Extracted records
┏━━

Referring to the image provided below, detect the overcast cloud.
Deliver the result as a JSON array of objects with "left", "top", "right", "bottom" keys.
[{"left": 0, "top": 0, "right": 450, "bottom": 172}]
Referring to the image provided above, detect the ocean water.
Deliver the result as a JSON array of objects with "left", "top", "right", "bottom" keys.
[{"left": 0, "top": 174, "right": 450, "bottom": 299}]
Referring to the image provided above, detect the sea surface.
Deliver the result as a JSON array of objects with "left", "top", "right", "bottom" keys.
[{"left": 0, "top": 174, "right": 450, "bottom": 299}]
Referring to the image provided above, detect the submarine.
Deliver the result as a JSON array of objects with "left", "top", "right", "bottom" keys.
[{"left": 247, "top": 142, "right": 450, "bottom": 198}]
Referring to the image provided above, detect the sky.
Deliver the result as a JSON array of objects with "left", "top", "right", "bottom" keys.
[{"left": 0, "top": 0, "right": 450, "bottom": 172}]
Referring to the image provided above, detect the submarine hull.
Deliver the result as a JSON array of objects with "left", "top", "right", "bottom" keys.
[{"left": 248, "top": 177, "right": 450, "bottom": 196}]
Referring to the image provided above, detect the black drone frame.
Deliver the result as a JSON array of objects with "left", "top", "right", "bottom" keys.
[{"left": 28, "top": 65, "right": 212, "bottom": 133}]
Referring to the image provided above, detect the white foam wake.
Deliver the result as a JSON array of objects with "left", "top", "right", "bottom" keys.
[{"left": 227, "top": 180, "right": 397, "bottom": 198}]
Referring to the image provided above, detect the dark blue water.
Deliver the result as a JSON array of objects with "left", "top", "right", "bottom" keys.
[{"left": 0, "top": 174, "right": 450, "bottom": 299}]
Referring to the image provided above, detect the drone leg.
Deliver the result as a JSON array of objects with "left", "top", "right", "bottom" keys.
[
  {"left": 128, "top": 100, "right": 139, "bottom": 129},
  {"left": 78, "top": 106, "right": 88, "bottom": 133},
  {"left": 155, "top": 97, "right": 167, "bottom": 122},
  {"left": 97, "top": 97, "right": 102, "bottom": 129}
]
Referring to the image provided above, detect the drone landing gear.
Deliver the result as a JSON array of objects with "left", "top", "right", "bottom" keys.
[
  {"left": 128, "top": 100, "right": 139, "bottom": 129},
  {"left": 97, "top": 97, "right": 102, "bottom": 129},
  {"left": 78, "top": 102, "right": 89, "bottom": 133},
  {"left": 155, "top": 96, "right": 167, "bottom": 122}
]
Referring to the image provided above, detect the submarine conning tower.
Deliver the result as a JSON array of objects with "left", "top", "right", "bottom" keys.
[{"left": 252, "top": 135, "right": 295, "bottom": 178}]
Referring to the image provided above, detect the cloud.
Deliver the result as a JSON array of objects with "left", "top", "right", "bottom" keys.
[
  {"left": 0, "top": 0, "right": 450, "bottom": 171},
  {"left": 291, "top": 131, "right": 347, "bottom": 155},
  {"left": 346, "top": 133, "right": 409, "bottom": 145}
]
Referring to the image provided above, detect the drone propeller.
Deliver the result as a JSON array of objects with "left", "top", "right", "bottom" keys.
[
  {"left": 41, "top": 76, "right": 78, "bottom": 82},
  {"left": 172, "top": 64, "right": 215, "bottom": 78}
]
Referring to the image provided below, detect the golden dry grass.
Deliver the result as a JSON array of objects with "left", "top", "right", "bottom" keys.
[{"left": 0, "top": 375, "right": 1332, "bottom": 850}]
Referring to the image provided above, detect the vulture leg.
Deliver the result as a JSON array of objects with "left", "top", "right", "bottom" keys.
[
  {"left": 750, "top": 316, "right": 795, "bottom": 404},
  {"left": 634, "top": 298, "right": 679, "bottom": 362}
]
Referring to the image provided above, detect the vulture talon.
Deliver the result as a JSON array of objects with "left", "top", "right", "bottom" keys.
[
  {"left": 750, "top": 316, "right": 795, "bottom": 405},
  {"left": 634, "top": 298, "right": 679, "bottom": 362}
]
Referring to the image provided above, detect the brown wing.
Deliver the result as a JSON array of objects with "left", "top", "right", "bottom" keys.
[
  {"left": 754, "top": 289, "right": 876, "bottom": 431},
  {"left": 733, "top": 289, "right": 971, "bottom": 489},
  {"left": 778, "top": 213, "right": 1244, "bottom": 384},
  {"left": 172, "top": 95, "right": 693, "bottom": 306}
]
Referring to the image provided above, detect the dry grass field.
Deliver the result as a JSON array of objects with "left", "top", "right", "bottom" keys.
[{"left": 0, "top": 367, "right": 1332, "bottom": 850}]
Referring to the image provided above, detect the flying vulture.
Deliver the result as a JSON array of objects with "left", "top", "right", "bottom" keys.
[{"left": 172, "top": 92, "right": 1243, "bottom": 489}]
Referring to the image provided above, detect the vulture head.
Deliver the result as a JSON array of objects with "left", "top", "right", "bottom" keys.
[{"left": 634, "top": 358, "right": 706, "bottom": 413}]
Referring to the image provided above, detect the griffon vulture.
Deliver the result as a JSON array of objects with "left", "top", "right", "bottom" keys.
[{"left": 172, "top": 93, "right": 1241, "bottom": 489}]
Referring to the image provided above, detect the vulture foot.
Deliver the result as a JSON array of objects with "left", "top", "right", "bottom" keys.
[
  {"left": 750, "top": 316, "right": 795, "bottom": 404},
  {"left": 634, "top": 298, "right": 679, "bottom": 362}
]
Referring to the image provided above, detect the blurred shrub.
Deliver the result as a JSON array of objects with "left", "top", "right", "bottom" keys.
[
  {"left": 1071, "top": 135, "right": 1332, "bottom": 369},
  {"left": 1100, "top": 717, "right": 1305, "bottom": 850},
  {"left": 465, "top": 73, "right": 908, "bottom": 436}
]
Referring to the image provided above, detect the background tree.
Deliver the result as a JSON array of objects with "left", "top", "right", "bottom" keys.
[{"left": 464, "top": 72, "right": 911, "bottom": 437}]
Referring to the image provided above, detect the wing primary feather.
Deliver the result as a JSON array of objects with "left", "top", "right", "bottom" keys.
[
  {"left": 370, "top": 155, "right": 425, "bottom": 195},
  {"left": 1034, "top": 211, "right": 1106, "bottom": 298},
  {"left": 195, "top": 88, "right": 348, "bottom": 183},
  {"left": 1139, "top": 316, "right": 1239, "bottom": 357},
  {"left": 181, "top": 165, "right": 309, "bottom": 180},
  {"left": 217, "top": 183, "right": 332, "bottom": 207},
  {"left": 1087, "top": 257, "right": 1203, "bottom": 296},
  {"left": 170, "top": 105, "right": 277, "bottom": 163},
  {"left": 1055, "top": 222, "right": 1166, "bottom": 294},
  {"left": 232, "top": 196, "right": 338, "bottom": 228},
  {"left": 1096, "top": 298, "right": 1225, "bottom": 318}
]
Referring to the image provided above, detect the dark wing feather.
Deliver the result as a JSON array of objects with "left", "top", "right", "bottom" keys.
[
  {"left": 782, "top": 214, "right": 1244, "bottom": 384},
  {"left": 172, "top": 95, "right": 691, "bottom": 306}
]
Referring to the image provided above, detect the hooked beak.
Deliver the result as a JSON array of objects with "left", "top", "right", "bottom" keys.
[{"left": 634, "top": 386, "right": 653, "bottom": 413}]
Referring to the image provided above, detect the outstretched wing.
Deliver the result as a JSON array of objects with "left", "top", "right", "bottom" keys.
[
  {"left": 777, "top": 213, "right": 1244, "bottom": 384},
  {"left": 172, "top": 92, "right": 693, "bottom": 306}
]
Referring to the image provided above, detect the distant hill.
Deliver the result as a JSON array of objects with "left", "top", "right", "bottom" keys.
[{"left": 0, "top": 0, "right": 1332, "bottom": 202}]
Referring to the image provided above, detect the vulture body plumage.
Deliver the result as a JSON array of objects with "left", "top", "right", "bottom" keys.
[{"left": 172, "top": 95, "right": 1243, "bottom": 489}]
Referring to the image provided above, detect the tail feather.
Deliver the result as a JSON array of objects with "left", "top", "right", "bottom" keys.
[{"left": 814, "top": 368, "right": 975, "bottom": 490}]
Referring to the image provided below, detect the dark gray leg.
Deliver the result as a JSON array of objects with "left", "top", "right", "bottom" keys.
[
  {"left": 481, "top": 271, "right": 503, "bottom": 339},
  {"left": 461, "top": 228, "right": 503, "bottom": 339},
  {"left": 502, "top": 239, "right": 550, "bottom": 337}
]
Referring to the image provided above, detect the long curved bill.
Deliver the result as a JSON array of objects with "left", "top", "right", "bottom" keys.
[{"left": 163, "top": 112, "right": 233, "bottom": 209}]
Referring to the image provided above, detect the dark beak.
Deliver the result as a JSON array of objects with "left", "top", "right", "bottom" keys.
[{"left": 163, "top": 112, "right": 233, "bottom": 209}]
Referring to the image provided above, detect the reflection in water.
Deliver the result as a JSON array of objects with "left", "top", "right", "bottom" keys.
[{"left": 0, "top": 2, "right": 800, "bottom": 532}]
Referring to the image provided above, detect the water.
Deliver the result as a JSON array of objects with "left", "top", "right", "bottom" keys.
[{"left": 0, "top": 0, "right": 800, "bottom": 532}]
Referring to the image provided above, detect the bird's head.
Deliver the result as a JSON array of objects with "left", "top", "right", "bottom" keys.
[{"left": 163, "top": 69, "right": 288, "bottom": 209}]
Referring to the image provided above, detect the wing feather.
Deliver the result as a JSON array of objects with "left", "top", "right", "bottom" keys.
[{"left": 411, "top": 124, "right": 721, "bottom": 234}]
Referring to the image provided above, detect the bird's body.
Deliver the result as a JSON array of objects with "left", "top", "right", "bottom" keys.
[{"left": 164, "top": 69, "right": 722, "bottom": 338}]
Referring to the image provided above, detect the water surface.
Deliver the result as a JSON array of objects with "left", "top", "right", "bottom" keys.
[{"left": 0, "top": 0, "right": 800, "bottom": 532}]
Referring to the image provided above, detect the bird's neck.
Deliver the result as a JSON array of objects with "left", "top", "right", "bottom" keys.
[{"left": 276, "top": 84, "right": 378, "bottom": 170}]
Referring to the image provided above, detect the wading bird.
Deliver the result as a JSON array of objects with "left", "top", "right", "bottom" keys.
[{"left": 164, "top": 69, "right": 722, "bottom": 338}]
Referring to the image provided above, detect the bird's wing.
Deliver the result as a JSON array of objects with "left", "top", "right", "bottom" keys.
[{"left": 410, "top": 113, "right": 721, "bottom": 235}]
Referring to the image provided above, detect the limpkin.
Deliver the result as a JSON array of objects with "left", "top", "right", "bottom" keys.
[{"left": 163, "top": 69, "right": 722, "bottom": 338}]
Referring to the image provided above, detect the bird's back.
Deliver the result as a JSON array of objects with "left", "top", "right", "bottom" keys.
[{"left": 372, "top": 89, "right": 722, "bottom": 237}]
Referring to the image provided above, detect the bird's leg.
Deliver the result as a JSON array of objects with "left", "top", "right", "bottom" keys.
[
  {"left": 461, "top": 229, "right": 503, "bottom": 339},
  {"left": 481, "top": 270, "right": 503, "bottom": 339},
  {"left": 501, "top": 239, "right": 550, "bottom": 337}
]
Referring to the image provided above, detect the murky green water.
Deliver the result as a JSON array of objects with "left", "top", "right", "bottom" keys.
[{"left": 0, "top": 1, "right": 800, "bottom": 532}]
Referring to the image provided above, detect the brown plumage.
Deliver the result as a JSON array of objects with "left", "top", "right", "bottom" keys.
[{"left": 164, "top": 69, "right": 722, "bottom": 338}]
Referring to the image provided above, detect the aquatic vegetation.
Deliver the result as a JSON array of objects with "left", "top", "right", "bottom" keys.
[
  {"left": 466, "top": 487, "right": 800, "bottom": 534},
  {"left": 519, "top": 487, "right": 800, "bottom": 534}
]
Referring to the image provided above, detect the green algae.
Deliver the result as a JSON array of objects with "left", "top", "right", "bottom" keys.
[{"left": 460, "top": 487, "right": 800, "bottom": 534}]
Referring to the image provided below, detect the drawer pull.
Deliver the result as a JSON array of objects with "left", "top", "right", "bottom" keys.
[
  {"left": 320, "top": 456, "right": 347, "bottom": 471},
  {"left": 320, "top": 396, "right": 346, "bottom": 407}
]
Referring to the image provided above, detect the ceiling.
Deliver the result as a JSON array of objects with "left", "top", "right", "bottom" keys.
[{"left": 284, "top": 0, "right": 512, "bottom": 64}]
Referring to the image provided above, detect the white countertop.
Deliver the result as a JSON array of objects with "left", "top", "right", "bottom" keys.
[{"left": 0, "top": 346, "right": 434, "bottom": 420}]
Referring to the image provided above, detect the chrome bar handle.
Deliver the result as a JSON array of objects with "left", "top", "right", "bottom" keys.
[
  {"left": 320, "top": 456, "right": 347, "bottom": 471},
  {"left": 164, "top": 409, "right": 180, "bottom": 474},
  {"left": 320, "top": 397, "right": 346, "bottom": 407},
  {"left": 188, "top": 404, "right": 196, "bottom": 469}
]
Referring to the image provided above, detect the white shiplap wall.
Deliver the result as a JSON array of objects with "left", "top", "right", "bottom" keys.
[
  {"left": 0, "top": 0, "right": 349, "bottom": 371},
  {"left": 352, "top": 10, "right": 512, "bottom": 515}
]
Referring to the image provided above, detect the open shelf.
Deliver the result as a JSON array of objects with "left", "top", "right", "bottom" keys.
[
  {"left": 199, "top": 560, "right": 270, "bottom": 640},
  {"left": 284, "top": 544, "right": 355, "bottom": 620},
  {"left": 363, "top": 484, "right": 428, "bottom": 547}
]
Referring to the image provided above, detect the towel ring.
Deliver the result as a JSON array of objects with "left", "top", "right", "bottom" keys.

┗━━

_Short exercise_: Count the lines of the records above that contain the string "body" and give only that number.

_The solution_: 2